Requirements – Reproduce verbatim the lines in the rows below from the line with "stone foundation, given" to the line with "[[277, 131]]", including both of those lines.

(Point-annotation data)
***

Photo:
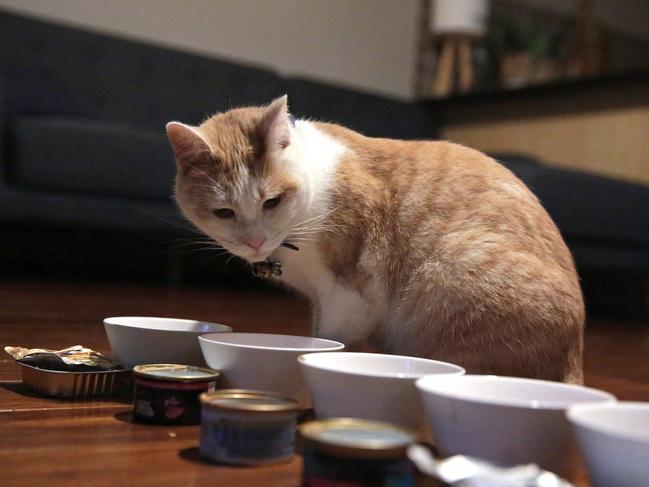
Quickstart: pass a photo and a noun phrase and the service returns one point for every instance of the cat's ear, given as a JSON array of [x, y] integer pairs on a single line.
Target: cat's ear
[[274, 127], [189, 146]]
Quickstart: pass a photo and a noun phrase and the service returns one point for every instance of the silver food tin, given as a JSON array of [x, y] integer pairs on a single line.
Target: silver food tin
[[57, 383], [247, 427]]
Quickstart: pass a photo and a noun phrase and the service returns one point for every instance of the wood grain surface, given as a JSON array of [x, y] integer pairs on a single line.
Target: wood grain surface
[[56, 442]]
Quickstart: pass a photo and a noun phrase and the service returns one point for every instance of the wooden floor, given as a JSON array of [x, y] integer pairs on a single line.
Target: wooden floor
[[50, 313]]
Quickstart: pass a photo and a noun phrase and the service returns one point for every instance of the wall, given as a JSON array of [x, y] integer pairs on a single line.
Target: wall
[[368, 44]]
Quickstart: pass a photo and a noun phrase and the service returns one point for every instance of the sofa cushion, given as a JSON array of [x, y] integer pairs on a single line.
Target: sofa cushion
[[587, 207], [53, 69], [371, 115], [90, 157]]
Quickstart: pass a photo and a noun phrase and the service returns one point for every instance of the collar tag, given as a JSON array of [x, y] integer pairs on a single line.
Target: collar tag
[[267, 269]]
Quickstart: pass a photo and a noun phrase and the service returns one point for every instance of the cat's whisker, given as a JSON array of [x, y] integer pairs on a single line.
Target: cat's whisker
[[316, 217]]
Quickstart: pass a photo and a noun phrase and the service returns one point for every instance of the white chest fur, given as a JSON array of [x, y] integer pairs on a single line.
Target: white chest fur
[[340, 312]]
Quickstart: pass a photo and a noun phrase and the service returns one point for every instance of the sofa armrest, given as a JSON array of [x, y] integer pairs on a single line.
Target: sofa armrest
[[3, 131]]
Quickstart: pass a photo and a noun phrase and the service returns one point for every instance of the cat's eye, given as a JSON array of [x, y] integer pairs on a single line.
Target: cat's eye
[[224, 213], [272, 202]]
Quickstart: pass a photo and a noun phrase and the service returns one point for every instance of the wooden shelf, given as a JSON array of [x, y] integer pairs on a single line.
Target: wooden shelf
[[569, 95]]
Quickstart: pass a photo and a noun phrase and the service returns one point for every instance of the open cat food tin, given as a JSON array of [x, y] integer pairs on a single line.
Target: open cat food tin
[[169, 393], [356, 452], [247, 427]]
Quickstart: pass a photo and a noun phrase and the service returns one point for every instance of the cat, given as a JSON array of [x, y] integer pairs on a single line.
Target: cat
[[422, 248]]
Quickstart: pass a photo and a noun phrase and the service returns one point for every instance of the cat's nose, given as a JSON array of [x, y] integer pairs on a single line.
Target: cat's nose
[[254, 243]]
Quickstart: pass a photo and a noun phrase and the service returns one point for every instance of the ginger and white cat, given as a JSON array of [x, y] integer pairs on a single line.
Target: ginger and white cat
[[422, 248]]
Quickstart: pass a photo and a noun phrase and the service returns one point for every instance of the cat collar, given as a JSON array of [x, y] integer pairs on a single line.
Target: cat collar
[[270, 268]]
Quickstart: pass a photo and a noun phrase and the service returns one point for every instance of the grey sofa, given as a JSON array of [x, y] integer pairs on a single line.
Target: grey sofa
[[86, 172]]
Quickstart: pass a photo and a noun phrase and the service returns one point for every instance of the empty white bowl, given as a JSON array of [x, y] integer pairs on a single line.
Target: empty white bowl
[[614, 441], [138, 340], [369, 385], [506, 420], [263, 361]]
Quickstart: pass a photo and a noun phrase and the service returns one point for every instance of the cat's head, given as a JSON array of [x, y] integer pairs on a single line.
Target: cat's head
[[236, 180]]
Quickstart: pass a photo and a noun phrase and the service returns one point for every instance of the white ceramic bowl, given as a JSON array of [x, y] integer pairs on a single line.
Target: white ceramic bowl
[[263, 361], [369, 385], [506, 420], [614, 441], [147, 340]]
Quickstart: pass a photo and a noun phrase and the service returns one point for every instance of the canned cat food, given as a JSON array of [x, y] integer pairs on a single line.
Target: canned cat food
[[169, 393], [247, 427], [355, 452]]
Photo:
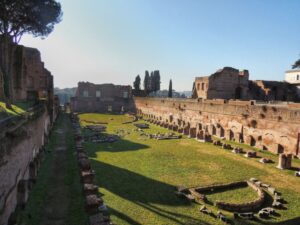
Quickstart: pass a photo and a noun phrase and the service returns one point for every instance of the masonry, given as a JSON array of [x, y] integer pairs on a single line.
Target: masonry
[[230, 83], [91, 97], [23, 77], [274, 128], [21, 151]]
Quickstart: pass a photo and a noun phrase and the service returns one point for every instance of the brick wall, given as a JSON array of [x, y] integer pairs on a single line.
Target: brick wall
[[273, 128]]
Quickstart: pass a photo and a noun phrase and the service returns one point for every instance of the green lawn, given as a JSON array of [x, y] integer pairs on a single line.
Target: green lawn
[[14, 111], [57, 194], [138, 176]]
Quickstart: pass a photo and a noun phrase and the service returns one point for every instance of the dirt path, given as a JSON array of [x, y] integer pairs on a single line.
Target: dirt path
[[57, 200]]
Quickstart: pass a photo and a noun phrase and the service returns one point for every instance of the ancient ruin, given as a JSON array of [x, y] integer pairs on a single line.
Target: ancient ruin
[[23, 77], [273, 128], [230, 83], [102, 98]]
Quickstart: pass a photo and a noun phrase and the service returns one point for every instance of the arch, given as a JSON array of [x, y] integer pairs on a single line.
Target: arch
[[274, 91], [22, 193], [280, 149], [252, 141], [238, 93], [213, 130]]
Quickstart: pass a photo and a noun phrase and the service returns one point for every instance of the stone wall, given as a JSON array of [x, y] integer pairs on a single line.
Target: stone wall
[[275, 128], [21, 149], [22, 73], [102, 98], [230, 83]]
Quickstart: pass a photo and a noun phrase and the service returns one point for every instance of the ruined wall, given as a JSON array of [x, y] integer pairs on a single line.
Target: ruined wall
[[102, 98], [230, 83], [273, 128], [20, 155], [23, 73]]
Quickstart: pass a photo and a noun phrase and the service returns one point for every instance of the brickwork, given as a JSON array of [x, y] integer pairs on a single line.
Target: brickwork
[[230, 83], [23, 72], [102, 98], [272, 128], [21, 155]]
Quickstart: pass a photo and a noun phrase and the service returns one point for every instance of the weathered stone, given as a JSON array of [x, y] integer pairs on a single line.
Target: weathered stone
[[284, 161]]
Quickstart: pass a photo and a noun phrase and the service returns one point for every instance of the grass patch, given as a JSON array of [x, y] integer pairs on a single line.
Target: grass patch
[[236, 196], [58, 176], [5, 112], [138, 176]]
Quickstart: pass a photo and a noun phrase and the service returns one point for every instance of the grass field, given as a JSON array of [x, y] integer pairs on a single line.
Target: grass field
[[138, 177], [14, 111], [57, 198]]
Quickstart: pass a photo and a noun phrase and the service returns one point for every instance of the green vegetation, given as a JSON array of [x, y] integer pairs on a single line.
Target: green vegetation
[[57, 194], [138, 176], [236, 195], [14, 111]]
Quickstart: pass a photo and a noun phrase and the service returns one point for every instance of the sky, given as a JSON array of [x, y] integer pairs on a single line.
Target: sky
[[112, 41]]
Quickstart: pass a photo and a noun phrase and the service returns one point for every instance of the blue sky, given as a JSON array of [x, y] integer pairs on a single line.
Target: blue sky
[[111, 41]]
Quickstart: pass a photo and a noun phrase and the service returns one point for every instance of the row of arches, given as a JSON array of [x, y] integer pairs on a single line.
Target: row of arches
[[204, 132]]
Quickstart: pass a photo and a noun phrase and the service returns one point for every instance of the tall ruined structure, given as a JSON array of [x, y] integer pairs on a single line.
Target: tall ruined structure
[[22, 78], [91, 97], [274, 128], [230, 83]]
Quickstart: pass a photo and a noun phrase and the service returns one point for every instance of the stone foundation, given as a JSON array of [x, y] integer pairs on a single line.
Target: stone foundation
[[277, 131]]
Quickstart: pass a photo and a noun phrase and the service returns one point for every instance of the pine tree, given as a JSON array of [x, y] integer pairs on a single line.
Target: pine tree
[[156, 80], [146, 81], [170, 93], [137, 83]]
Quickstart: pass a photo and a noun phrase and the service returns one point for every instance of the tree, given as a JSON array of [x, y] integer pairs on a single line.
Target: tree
[[36, 17], [296, 64], [170, 93], [137, 83], [146, 81], [152, 82], [156, 81]]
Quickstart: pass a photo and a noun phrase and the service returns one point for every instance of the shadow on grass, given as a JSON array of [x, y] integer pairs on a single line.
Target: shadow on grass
[[142, 191], [120, 145]]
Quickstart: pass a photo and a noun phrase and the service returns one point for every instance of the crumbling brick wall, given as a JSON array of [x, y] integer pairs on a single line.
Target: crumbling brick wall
[[268, 127], [20, 157]]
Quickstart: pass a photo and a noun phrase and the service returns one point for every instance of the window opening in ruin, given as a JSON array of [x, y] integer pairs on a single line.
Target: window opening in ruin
[[214, 131], [274, 90], [85, 94], [125, 94], [98, 94], [280, 149], [252, 141], [238, 93]]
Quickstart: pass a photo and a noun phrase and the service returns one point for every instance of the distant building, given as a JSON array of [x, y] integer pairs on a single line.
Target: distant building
[[23, 75], [293, 77], [91, 97], [230, 83]]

***

The answer –
Quickstart: pass a photo and a noun phrase and the service returns one point for every instance of the stone foundation, given as a JSON array of [x, y] integer pairs on a single line.
Target: stone foundation
[[277, 131]]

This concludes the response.